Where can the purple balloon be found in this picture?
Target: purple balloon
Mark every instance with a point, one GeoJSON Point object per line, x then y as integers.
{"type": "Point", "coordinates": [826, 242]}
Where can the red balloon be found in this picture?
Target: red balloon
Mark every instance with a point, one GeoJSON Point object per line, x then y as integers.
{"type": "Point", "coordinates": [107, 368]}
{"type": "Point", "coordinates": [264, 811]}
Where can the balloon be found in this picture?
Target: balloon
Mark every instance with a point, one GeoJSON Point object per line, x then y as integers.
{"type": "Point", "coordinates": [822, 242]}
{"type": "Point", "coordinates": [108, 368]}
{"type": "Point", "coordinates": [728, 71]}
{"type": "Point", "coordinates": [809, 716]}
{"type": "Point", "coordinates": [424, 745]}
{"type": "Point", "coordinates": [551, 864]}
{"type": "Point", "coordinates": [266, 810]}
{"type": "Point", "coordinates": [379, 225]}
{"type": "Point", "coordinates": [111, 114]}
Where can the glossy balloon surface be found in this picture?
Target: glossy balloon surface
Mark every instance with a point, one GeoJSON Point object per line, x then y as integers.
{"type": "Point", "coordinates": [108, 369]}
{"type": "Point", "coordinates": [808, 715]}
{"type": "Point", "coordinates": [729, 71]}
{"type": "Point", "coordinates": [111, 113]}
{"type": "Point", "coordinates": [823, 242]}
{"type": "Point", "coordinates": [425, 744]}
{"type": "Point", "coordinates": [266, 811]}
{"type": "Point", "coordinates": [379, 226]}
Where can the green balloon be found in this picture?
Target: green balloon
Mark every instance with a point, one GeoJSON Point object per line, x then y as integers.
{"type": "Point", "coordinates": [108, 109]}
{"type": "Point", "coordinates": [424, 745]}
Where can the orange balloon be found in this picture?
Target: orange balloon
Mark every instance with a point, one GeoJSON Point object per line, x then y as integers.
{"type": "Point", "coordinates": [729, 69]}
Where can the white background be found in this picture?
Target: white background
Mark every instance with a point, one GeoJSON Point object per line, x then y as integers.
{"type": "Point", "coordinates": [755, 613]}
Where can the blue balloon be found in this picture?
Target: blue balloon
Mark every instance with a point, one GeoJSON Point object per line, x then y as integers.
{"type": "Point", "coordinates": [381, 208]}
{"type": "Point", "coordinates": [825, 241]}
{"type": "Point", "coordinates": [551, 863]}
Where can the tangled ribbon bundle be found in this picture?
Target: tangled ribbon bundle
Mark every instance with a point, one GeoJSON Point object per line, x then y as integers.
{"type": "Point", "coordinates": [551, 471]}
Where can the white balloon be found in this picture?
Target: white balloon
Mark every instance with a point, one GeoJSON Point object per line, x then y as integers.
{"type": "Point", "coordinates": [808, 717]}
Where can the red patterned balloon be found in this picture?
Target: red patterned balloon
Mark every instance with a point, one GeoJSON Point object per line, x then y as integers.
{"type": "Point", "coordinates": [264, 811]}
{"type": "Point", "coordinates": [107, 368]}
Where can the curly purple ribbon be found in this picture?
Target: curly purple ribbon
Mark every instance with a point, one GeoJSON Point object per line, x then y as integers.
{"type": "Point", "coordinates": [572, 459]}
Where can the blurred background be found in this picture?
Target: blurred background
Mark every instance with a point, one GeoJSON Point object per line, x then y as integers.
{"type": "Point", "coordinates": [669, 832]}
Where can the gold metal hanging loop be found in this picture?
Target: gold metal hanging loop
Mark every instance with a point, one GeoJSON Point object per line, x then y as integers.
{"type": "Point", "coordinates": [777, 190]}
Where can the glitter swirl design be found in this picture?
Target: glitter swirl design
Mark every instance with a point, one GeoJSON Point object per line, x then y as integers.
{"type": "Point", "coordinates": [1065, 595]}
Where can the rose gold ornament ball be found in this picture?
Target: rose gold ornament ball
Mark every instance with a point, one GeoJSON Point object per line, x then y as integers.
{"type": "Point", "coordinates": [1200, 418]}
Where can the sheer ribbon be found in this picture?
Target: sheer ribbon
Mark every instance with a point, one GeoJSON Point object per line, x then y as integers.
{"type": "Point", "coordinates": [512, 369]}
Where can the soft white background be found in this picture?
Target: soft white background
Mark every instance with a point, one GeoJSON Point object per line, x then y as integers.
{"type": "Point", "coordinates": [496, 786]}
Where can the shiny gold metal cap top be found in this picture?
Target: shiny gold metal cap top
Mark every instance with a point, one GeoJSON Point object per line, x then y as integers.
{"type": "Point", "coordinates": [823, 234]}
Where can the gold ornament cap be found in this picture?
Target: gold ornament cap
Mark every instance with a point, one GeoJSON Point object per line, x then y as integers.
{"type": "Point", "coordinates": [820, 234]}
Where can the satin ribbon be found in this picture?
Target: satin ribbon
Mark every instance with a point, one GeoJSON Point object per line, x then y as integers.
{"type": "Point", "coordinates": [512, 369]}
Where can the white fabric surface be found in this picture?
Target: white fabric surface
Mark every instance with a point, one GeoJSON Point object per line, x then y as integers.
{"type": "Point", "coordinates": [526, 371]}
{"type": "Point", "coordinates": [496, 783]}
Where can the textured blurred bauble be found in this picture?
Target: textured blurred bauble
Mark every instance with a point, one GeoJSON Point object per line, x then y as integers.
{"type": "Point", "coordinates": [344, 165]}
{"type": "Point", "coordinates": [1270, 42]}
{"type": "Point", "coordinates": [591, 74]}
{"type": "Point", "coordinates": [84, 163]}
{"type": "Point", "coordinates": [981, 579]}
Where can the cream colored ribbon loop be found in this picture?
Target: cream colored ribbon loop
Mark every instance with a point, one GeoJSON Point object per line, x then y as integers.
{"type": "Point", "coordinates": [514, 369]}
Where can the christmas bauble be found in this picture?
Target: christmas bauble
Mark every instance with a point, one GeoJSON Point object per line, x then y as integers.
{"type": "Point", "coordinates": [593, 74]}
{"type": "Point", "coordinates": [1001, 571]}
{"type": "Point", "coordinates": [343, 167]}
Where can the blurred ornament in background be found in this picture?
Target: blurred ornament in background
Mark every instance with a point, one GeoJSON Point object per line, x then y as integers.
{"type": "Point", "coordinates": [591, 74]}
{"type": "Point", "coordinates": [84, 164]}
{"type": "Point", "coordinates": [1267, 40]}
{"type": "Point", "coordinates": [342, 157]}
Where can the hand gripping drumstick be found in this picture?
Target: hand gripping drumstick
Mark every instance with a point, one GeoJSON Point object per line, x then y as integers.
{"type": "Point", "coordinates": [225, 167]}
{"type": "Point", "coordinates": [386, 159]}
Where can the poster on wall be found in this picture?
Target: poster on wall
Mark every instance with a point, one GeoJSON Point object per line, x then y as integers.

★ ★ ★ ★ ★ ★ ★

* [Problem requirements] Report how many lines in the material contain the word "poster", writing the number and nothing more.

* [Solution for this task] 2